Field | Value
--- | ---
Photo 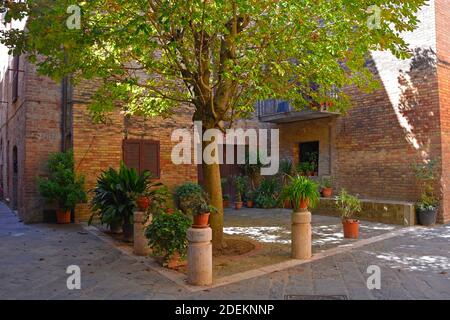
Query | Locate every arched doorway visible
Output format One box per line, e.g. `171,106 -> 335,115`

12,146 -> 19,210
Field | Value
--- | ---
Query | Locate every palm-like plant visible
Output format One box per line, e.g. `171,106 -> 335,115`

89,163 -> 151,226
38,151 -> 86,211
282,175 -> 320,210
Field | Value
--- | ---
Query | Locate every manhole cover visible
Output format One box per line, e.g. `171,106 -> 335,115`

284,294 -> 348,300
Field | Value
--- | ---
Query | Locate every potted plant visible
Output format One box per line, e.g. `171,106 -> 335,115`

220,178 -> 230,208
282,175 -> 320,211
145,210 -> 191,268
38,151 -> 87,224
234,176 -> 247,210
279,159 -> 293,208
255,178 -> 281,209
136,195 -> 150,212
89,162 -> 154,242
414,159 -> 439,226
336,189 -> 361,239
321,176 -> 333,198
245,190 -> 255,208
296,162 -> 310,176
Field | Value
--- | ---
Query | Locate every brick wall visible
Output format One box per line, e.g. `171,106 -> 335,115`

436,0 -> 450,222
73,84 -> 197,220
279,0 -> 450,222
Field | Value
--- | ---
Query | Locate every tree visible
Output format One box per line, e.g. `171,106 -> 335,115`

1,0 -> 426,248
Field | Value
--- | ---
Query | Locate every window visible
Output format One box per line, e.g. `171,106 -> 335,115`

12,56 -> 20,103
123,139 -> 160,178
299,141 -> 319,173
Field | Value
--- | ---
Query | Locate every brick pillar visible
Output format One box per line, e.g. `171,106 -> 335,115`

291,209 -> 312,260
187,228 -> 212,286
134,211 -> 151,256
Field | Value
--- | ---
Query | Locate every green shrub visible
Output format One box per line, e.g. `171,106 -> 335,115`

281,175 -> 320,210
89,162 -> 151,226
255,178 -> 281,209
336,189 -> 361,219
37,151 -> 87,210
145,211 -> 191,259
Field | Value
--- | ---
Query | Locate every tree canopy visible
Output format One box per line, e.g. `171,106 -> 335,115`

0,0 -> 426,248
1,0 -> 425,127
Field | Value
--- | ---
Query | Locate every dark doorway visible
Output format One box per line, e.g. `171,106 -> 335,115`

299,141 -> 319,172
12,146 -> 19,210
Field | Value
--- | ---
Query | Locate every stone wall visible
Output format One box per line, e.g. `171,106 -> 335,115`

73,83 -> 197,220
311,198 -> 416,226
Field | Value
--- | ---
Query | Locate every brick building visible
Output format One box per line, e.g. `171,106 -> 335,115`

0,0 -> 450,222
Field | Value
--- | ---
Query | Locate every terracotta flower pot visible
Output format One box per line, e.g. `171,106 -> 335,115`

122,223 -> 134,242
164,252 -> 187,269
283,200 -> 292,209
192,212 -> 210,228
56,209 -> 70,224
342,219 -> 359,239
322,188 -> 333,198
136,196 -> 150,211
234,201 -> 244,210
299,199 -> 309,209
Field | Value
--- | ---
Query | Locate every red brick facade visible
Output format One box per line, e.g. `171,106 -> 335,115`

0,0 -> 450,222
436,0 -> 450,222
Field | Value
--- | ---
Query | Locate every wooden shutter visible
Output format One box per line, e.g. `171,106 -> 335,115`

123,140 -> 140,172
140,140 -> 160,178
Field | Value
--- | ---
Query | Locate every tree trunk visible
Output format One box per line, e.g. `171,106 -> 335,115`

202,147 -> 223,251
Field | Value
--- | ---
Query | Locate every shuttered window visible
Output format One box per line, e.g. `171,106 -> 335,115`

123,139 -> 160,178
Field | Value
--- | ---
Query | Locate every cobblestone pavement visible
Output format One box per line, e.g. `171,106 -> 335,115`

0,204 -> 450,299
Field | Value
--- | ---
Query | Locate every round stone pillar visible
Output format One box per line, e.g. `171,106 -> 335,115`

291,209 -> 312,260
133,211 -> 150,256
187,228 -> 212,286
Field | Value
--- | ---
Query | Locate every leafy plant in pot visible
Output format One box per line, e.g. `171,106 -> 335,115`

321,176 -> 333,198
89,162 -> 153,242
281,175 -> 320,211
38,151 -> 87,224
255,178 -> 281,209
145,210 -> 191,268
279,159 -> 294,208
220,178 -> 230,208
414,159 -> 439,226
245,190 -> 255,208
234,176 -> 247,210
336,189 -> 362,239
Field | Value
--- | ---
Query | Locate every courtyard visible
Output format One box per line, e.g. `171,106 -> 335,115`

0,204 -> 450,299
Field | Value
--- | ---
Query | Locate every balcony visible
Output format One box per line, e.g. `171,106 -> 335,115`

256,99 -> 340,123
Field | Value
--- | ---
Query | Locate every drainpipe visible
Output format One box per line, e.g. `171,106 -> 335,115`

61,77 -> 68,152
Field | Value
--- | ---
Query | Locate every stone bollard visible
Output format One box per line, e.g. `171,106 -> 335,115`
=-=-=-=-=
- [GIVEN EXERCISE]
Every record above should come back exactly, but without its pictures.

- [ANSWER TO THIS PROBLEM]
Field | Value
--- | ---
Photo 
Query | Locate every arched doorway visible
Output format One box per line, e.g. `171,106 -> 335,115`

12,146 -> 19,210
Field | Value
--- | ---
Query | Locate every palm-like plant visible
Output format One box per line, e.g. `171,106 -> 335,115`

89,163 -> 151,226
38,151 -> 86,211
282,175 -> 320,210
Field | Value
--- | ---
Query | Locate every manhole cover visible
Output format One box per line, e.g. `171,106 -> 335,115`

284,294 -> 348,300
Field | Value
--- | ---
Query | Locate every potted plant visible
Output format One box per line, e.g. `171,106 -> 335,115`

220,178 -> 230,208
282,175 -> 320,211
145,210 -> 191,268
38,151 -> 87,224
234,176 -> 247,210
279,159 -> 293,208
255,178 -> 281,209
136,195 -> 150,212
89,162 -> 154,242
414,159 -> 439,226
336,189 -> 361,239
321,176 -> 333,198
245,190 -> 255,208
296,162 -> 310,176
Field | Value
--- | ---
Query | Locate every brick wall visible
Output format One box per line, e.g. `171,106 -> 335,115`

436,0 -> 450,222
73,84 -> 197,220
279,0 -> 450,222
Field | Value
--- | ---
Query | Locate every tree visible
Output format One box per line, e.g. `171,106 -> 335,115`

1,0 -> 426,248
Field | Value
--- | ---
Query | Locate every window visible
Output format One box per line, e.g. `171,106 -> 335,115`

12,56 -> 20,103
123,139 -> 160,178
299,141 -> 319,173
Field | Value
--- | ---
Query | Locate every brick pillar visible
Output format One box per line, e.g. `171,106 -> 335,115`

291,209 -> 312,260
187,228 -> 212,286
134,211 -> 151,256
Field | Value
--- | ---
Query | Locate every green shrub visible
Output format One box per line, e.g. `171,106 -> 335,115`

281,175 -> 320,210
89,162 -> 151,226
255,178 -> 281,209
336,189 -> 361,219
37,151 -> 87,210
145,211 -> 191,259
Field | Value
--- | ---
Query | Locate every tree canopy visible
Output format One box per line, e.g. `171,106 -> 335,115`

0,0 -> 426,248
1,0 -> 425,127
Field | Value
--- | ---
Query | Locate every dark doorway visible
Output format One box per line, e.g. `171,106 -> 335,115`

299,141 -> 319,172
12,146 -> 19,210
Field | Value
--- | ---
Query | Locate every stone wall visible
Output format One box per line, e.g. `171,106 -> 335,115`

73,83 -> 197,220
311,198 -> 416,226
Field | Value
--- | ---
Query | Locate every brick building visible
Output format One box per line, e.g. `171,106 -> 335,115`

0,0 -> 450,222
Field | Value
--- | ---
Query | Locate every terracotta flower pot visible
Output format One box per line, e.g. `171,106 -> 335,115`

122,223 -> 134,242
164,252 -> 187,269
283,200 -> 292,209
192,212 -> 210,228
56,209 -> 70,224
342,219 -> 359,239
322,188 -> 333,198
136,196 -> 150,211
234,201 -> 244,210
299,199 -> 309,209
Field | Value
--- | ---
Query | Locate every red brick facade visible
Output format One box per line, e.g. `171,106 -> 335,115`

0,0 -> 450,222
436,0 -> 450,222
Field | Value
--- | ---
Query | Locate every wooden shutter visible
Output format One box per line, e.g. `171,106 -> 335,115`

123,140 -> 140,172
140,140 -> 160,178
Field | Value
--- | ---
Query | Locate every tree trunk visible
Output format One box per line, e.g. `171,106 -> 335,115`

202,147 -> 223,251
Field | Value
--- | ---
Query | Locate every shuttered window visible
Output format One box per line, e.g. `171,106 -> 335,115`

123,139 -> 160,178
Field | Value
--- | ---
Query | Locate every cobblestone pavement visible
Output format One box per line, e.g. `171,106 -> 335,115`

0,204 -> 450,299
Field | Value
--- | ---
Query | Locate every round stone pillar visible
Output format One box per line, e.g. `171,106 -> 335,115`

291,209 -> 312,260
133,211 -> 150,256
187,228 -> 212,286
Field | Value
--- | ---
Query | Locate every leafy plant in pot visible
Output format One box per line, e.g. `171,106 -> 335,115`

321,176 -> 333,198
89,162 -> 153,242
281,175 -> 320,211
38,151 -> 87,224
255,178 -> 281,209
145,210 -> 191,268
279,159 -> 294,208
220,178 -> 230,208
414,159 -> 439,226
245,190 -> 255,208
234,176 -> 247,210
336,189 -> 362,239
Field | Value
--- | ---
Query | Locate every courtyard visible
Output format One box per line, e.g. `171,106 -> 335,115`

0,204 -> 450,299
Field | Value
--- | ---
Query | Locate every balcony visible
Output format One box per line, e.g. `171,106 -> 335,115`

256,99 -> 340,123
Field | Value
--- | ---
Query | Locate every drainpipe visible
Output format One box per line, e.g. `171,106 -> 335,115`

61,77 -> 68,152
Field | Value
--- | ---
Query | Locate every stone bollard visible
Output format One box per line, e.g. `171,106 -> 335,115`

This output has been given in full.